* Records shown:
---+---

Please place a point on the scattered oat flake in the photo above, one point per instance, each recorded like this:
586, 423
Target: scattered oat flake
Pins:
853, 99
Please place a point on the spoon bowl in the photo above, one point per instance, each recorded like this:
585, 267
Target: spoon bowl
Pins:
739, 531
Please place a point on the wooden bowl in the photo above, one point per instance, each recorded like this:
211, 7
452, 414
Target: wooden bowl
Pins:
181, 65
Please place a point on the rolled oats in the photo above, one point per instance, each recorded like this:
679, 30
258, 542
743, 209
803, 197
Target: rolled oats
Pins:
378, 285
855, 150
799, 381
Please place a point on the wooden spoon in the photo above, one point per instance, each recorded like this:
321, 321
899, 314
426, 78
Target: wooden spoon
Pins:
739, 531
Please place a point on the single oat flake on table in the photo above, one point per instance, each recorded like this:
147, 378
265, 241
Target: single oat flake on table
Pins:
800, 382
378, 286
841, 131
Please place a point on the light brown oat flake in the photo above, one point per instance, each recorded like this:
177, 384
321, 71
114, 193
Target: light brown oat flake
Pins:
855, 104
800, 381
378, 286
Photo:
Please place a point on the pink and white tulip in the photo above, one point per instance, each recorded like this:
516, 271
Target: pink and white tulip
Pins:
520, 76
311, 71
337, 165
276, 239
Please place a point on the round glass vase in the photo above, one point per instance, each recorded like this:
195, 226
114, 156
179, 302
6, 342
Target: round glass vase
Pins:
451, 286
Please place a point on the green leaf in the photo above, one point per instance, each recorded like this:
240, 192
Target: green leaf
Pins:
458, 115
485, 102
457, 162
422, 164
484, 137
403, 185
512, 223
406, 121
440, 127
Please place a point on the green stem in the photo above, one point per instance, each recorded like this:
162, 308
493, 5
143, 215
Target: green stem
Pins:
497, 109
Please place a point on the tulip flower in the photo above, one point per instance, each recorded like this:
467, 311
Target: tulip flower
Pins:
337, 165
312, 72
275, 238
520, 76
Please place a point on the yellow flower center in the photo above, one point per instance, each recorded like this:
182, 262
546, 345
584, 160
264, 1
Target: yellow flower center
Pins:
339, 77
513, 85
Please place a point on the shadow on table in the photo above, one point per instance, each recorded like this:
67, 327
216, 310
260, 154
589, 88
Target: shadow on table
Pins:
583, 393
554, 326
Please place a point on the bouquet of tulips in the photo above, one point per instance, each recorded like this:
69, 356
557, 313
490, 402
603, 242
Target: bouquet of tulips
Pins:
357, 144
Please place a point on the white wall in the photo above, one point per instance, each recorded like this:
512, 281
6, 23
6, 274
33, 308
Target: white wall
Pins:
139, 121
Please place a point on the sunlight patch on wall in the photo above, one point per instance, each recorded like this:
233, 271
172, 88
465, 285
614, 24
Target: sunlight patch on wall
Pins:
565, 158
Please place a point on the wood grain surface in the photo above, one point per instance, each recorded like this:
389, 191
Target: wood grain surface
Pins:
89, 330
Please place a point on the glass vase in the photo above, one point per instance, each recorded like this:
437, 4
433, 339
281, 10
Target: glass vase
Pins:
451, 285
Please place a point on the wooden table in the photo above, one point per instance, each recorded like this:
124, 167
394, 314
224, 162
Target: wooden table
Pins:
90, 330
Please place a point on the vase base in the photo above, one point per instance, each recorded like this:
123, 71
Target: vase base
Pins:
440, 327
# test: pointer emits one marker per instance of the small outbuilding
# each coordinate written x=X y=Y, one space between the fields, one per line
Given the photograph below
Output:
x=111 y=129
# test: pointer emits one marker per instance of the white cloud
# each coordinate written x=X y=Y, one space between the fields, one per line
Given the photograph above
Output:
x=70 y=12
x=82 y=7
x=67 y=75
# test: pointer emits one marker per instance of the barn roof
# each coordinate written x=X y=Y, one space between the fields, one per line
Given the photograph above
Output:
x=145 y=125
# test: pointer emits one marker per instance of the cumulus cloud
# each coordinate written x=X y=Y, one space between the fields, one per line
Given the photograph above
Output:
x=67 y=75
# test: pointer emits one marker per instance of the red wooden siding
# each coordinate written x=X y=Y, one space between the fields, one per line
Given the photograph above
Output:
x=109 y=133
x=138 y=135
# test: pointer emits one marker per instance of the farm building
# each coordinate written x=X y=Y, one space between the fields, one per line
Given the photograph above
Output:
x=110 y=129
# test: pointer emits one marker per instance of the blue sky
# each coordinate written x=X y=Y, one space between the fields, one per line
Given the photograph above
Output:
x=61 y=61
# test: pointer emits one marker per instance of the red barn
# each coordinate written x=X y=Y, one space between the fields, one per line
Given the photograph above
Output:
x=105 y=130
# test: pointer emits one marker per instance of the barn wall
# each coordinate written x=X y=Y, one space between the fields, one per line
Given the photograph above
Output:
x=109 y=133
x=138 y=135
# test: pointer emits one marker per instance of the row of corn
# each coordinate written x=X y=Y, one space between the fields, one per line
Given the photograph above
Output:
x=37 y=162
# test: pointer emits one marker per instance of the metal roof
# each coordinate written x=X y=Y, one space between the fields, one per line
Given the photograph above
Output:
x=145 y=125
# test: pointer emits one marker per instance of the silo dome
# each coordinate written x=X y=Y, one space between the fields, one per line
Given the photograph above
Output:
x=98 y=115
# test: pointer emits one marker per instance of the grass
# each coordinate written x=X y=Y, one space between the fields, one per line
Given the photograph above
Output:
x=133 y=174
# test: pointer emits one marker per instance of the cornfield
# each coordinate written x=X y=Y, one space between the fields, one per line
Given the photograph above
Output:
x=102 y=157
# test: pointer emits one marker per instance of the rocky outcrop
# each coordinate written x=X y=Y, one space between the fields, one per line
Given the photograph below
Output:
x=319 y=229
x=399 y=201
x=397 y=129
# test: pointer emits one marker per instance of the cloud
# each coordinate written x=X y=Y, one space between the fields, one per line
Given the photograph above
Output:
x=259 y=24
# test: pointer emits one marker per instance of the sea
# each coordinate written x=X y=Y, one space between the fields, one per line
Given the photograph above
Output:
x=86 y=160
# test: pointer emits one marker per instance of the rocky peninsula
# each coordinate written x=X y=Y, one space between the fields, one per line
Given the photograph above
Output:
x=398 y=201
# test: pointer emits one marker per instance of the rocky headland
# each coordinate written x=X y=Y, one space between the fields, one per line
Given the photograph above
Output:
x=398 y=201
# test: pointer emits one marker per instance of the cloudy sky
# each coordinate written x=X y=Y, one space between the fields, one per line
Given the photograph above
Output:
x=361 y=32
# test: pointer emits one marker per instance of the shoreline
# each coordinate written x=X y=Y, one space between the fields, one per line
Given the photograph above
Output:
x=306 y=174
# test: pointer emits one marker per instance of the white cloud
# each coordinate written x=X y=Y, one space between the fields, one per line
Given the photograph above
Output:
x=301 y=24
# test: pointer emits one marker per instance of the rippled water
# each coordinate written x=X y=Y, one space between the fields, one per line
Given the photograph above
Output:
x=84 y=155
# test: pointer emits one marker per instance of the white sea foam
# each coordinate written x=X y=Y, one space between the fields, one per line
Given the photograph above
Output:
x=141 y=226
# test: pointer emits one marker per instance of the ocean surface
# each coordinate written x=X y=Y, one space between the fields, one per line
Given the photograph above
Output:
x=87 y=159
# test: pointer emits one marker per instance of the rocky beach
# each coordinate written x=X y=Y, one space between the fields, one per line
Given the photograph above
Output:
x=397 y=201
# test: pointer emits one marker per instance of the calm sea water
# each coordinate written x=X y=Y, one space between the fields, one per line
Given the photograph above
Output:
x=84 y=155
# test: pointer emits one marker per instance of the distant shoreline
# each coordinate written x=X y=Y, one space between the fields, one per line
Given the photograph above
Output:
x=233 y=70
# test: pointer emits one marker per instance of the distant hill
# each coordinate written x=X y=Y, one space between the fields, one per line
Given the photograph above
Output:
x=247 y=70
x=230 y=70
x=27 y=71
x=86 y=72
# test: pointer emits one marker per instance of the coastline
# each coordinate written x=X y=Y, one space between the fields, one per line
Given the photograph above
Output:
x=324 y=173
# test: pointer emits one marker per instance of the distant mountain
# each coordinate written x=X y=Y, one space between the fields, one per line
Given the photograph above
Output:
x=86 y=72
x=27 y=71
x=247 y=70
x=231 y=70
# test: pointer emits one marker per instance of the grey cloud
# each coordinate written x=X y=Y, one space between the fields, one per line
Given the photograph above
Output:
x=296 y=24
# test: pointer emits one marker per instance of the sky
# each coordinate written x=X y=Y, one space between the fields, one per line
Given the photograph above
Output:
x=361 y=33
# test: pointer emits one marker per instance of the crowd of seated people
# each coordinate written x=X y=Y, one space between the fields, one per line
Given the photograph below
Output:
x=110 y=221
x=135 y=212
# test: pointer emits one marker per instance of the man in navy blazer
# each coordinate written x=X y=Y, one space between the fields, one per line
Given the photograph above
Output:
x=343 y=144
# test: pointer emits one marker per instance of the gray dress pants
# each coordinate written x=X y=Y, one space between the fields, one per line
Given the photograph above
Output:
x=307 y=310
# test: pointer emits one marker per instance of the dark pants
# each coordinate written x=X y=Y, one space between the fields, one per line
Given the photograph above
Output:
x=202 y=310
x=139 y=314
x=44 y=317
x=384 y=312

---+---

* Your goal: The line containing "# test: pointer emits one marker per instance of the grey" and every line after it, through the end of the records, should be repeated exactly and alone.

* Expected answer:
# test: pointer emits one marker per instance of the grey cloud
# each coordinate written x=X y=Y, one space between the fields, one per line
Given the photograph above
Output:
x=296 y=24
# test: pointer emits one marker per instance of the sky
# each coordinate written x=X y=Y, one space between the fields, one per line
Given the photograph above
Output:
x=361 y=33
# test: pointer emits one marker per instance of the crowd of seated people
# each coordinate written x=X y=Y, one space between the fields, one per line
Given the photograph below
Output:
x=110 y=221
x=135 y=212
# test: pointer emits one marker per instance of the man in navy blazer
# each coordinate written x=X y=Y, one space between the fields, one per line
Given the photograph above
Output:
x=343 y=144
# test: pointer emits one marker per instance of the gray dress pants
# each coordinate written x=X y=Y, one space between the fields, one per line
Given the photograph above
Output:
x=307 y=310
# test: pointer emits one marker per instance of the dark pants
# each coordinate written x=X y=Y, one space between the fields, one per line
Given the photograph above
Output:
x=202 y=310
x=139 y=314
x=44 y=317
x=384 y=312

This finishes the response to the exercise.